(GOAL OF THE EXERCISE) The records must be duplicated exactly, with every picture left out.

=====

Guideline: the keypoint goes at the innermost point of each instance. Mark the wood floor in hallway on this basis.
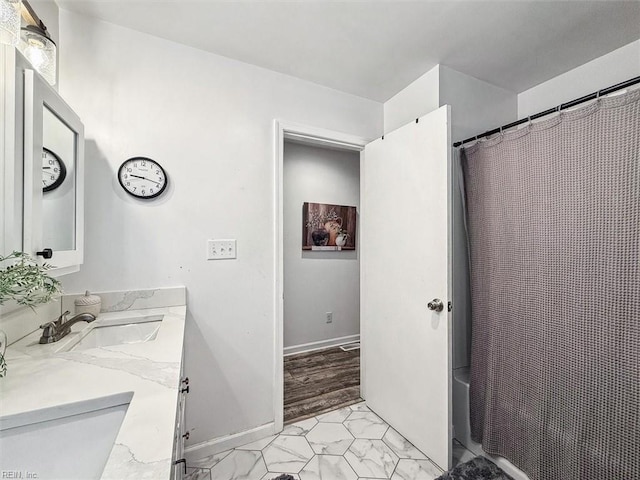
(320, 381)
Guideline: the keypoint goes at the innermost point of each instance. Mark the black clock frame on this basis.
(143, 197)
(63, 172)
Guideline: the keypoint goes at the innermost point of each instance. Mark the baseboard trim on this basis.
(310, 347)
(222, 444)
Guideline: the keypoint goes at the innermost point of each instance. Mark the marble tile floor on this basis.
(351, 443)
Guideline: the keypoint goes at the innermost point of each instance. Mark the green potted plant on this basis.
(26, 282)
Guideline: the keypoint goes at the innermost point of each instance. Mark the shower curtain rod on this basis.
(562, 106)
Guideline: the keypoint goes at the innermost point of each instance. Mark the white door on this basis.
(404, 241)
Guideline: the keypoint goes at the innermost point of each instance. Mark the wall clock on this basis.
(53, 170)
(142, 177)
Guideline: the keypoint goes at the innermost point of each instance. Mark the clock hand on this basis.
(144, 178)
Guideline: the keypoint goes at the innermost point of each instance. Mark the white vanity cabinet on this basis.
(44, 154)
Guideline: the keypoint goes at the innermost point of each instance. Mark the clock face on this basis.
(142, 177)
(53, 170)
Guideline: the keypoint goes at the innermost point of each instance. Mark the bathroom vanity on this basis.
(107, 400)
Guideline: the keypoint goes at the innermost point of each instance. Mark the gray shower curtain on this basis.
(554, 233)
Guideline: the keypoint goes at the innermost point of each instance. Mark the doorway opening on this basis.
(317, 289)
(321, 197)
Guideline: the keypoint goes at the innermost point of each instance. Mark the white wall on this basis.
(209, 121)
(318, 282)
(415, 100)
(610, 69)
(476, 106)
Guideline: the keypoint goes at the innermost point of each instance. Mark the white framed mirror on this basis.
(53, 177)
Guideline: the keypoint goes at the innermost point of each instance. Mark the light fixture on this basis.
(40, 50)
(10, 21)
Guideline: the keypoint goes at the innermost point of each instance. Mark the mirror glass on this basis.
(58, 183)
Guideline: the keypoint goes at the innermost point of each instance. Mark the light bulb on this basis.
(40, 51)
(10, 21)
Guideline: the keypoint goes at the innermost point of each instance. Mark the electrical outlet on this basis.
(221, 249)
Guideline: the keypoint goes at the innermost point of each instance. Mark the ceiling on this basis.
(374, 49)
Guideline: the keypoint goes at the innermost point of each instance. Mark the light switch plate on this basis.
(221, 249)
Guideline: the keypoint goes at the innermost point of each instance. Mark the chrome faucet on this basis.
(60, 328)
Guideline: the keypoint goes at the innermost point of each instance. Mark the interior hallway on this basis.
(320, 381)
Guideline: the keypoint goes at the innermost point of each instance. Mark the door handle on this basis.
(436, 305)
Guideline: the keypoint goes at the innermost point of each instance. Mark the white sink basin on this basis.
(71, 441)
(121, 331)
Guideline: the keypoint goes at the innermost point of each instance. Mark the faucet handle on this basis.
(62, 318)
(49, 328)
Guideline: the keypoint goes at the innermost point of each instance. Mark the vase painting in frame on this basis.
(327, 227)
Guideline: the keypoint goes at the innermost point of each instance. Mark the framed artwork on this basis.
(328, 227)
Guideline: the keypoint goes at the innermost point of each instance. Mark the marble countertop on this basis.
(42, 376)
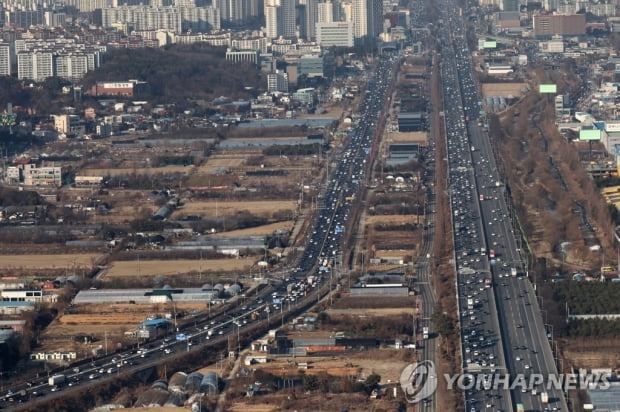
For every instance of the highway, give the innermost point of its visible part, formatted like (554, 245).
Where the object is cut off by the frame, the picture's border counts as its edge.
(501, 325)
(344, 185)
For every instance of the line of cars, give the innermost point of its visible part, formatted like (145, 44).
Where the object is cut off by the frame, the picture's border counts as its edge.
(480, 338)
(349, 174)
(324, 242)
(512, 305)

=====

(EXPECTED ANSWER)
Guideline: the keypoint goes at the innermost point of each instance. Mark the wood floor in hallway on this basis.
(320, 381)
Guideline: the keypoint goes at the innermost point of each instance. Mark the black clock frame on this basis.
(143, 197)
(63, 172)
Guideline: the keypoint goes at the innermost point of each instance. Mark the baseboard trim on this basis.
(310, 347)
(222, 444)
Guideline: the keypoint goes at the innermost point of each instance. Mark the marble tile floor on this basis.
(351, 443)
Guideline: the keypoint goes at the innermost point of each instance. Mark the green potted plant on this basis.
(26, 282)
Guideline: the keypoint goes at the innermost point of each instance. Mark the shower curtain rod on this basis.
(562, 106)
Guideline: the keypoint goes at the innermost point of each instance. Mark the white door on this basis.
(404, 241)
Guideline: the keypoint goes at the innermost point of each instance. Mark the wall clock on this basis.
(53, 170)
(142, 177)
Guideline: the keypoint goes at the innermost point of each instance. Mark the clock hand on this basis.
(144, 178)
Guideline: the keypoint goes at the innermost point of each instance. Mark the white vanity cabinet on this basis.
(44, 154)
Guideline: the keypoint goes at the innermost point of each instance. Mark the clock face on this basis.
(142, 177)
(53, 170)
Guideline: the keypoint goes at the innermost point of each instance. Mark the bathroom vanity on this basis.
(107, 400)
Guideline: the keypoint goes at the innermost point of each instance. Mark the gray shower curtain on this basis.
(554, 233)
Guideline: the keypoint goes at the innermost point of each instance. Mark the doorway opening on this basis.
(317, 289)
(321, 197)
Guideline: the keypoint goes at the innermost point of each instance. Mark the white wall on this basis.
(209, 121)
(318, 282)
(415, 100)
(610, 69)
(476, 106)
Guideline: the keypoint goes at the innermost point of each instance. Mark the white framed mirror on this basis.
(53, 177)
Guideline: the keypoint goes at the innermost point of each instance. Mark the light fixture on this basis.
(40, 50)
(10, 21)
Guideline: the keypoint goes at the innermost point of each instance. Mark the mirror glass on this basis.
(58, 183)
Guideline: the keypoint goes at the innermost point of each instance. Mark the light bulb on this basis.
(40, 51)
(10, 21)
Guideline: the keypoint goes at the innermost point of each instance. Mark the electrical outlet on this basis.
(221, 249)
Guideline: the keypoint goes at the innermost point of each instance. Mark the ceiling on this basis.
(374, 49)
Guideline: the keypoint goes at the innermost point of each instance. Mark the light switch plate on this basis.
(221, 249)
Guideline: the keypoint goes at the innermost point of each instance. Mark the chrome faucet on this basis.
(60, 328)
Guideline: the keypoint goes at the innermost point of each instance. Mark the interior hallway on this basis.
(320, 381)
Guideline: the keypoint goes at the innermost point of each instance. Mark the door handle on this basis.
(436, 305)
Guideline: the keypoint goes at the innermost point of each instance. Mark the white sink basin on this basis.
(71, 441)
(121, 331)
Guideline: the keypoint goes at the innermost point of each instance. Mark the faucet handle on this basis.
(62, 318)
(49, 328)
Guideline: the keypoint goes at the innermost point of each instance. Mark the vase painting in frame on this basis.
(327, 227)
Guideline: the keypoint goes at the innermost point of each instance. Mark the framed artwork on this basis.
(328, 227)
Guideline: the keypoint goes at the innermost point of each instance. Mark the marble countertop on this basis.
(42, 376)
For every instance of the highway, give the innermost point of its visible part, formatted like (554, 245).
Where the object is cut off by the frame, the picture's border counts as its edge.
(501, 325)
(344, 185)
For every instance of the line of cars, give the innermost point of its visible part, formatted like (145, 44).
Where the object is cut off by the frame, the picture's border counts as its edge.
(480, 338)
(349, 174)
(324, 242)
(512, 305)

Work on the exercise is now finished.